→ WHAT TO PRODUCE: Please turn the lines below into a numbered list, leaving out any blank lines.

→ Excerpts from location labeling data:
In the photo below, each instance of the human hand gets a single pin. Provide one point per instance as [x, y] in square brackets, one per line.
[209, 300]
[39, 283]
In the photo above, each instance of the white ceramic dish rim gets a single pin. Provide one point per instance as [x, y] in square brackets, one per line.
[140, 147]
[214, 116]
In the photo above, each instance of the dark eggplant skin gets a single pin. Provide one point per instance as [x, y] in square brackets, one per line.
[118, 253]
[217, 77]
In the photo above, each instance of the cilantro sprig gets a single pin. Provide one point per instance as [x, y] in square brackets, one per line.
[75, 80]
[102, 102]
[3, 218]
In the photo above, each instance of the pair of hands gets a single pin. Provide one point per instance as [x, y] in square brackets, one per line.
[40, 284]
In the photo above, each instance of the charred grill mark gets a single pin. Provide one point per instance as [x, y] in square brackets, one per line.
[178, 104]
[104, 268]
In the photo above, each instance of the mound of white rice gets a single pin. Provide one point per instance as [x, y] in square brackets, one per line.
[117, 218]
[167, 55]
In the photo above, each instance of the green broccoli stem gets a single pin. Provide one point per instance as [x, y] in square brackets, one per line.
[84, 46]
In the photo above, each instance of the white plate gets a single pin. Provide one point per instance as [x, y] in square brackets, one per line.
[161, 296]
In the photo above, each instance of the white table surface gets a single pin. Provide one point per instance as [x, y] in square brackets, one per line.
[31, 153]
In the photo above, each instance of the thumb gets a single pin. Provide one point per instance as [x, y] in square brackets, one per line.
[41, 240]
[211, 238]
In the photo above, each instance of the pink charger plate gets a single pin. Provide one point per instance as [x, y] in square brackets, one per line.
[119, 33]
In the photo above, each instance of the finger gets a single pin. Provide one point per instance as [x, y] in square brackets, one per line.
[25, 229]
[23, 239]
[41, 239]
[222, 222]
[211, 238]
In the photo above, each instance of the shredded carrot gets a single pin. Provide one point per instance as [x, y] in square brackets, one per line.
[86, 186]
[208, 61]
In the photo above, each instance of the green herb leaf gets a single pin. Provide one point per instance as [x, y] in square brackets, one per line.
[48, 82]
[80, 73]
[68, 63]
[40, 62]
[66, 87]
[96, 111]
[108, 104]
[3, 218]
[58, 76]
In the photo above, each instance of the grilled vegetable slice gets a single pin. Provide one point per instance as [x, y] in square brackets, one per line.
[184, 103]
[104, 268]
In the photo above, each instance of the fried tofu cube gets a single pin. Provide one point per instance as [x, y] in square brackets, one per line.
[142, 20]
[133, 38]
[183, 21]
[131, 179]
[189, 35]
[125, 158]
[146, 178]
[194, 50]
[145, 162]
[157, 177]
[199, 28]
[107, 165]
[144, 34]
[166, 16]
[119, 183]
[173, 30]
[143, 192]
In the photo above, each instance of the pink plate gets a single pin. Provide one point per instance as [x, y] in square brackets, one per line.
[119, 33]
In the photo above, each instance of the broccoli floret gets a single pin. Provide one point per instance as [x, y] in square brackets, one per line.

→ COMPLETED EXERCISE:
1. In the photo below, each instance of the human hand gets a single pin. Provide one point per instance as [x, y] in square brackets, one per line.
2. [209, 300]
3. [39, 283]
4. In the photo above, each instance of the white ceramic dish rim gets a single pin. Provide one point per instance as [x, y] in square brackets, one per line.
5. [140, 147]
6. [214, 116]
7. In the photo above, each instance of the dark eggplant skin gets a single pin. Provide one point per instance as [x, y] in square brackets, one per line.
8. [118, 253]
9. [217, 77]
10. In the photo above, each instance of the cilantro sprig gets a single pin. Provide one point per instance as [x, y] in square brackets, one per line.
11. [75, 80]
12. [102, 102]
13. [3, 218]
14. In the photo above, each instance of the pair of hands gets a single pin. Provide one point per instance as [x, y] in square brackets, one per line.
15. [40, 284]
16. In the photo above, each instance of the charred grill mark gets a single pin. Provide one point per instance as [x, y] in square brackets, one per line.
17. [178, 104]
18. [104, 268]
19. In the photo above, each instance of the mound of white rice gets a single pin. Provide one point per instance as [x, y] in square brackets, one per line.
20. [117, 218]
21. [167, 55]
22. In the photo above, each instance of the green broccoli stem gets a single pin. Provide one point per instance as [x, y] in square brackets, one per line.
23. [84, 46]
24. In the photo above, each instance of the white plate gets a single pin. Provide one point per instance as [x, y] in square brackets, one per line.
25. [161, 296]
26. In the photo above, each instance of the white table surface gets a single pin. Provide one point per instance as [x, y] in square brackets, one per line.
27. [31, 153]
28. In the photo above, each instance of the thumb gets a single pin. Provide one point per instance as [x, y] in square brackets, one per line.
29. [41, 240]
30. [211, 238]
31. In the photo above, each instance of the pink charger plate gets a single pin. Provide one point per instance as [x, y] in square brackets, one per line.
32. [119, 33]
33. In the photo above, each instance of the finger gets a single pin. Provide one point per instance as [x, y] in square brackets, one per line.
34. [25, 229]
35. [23, 239]
36. [41, 239]
37. [222, 222]
38. [211, 238]
39. In the photo above, each instance of the shredded carrot gets a single pin. Provide one point per instance as [x, y] in square brackets, one per line.
40. [86, 186]
41. [208, 61]
42. In the photo above, each instance of the green herb leaf gets a single pin. Provide one point per instance as [x, y] in square brackets, one per line.
43. [48, 82]
44. [80, 73]
45. [68, 63]
46. [40, 62]
47. [66, 87]
48. [96, 111]
49. [108, 104]
50. [3, 218]
51. [58, 76]
52. In the photo above, each instance of the grilled vegetable slice gets a single pin. Provide one point per instance as [x, y] in square brackets, one per line.
53. [184, 103]
54. [104, 268]
55. In the photo above, each instance of the fried tofu cube gets a single pin. Provide one point per instance as [x, y] in square brackets, one per line.
56. [142, 20]
57. [133, 38]
58. [183, 21]
59. [131, 179]
60. [189, 35]
61. [125, 158]
62. [146, 178]
63. [194, 50]
64. [145, 162]
65. [157, 177]
66. [199, 28]
67. [107, 165]
68. [144, 34]
69. [166, 16]
70. [119, 183]
71. [173, 30]
72. [143, 192]
73. In the photo above, each instance of the pink plate gets a single pin. Provide one point per instance as [x, y] in square brackets, one per line.
74. [119, 33]
75. In the photo above, each instance of the broccoli floret gets a single pin. Provide one point per instance as [x, y] in square brackets, one per line.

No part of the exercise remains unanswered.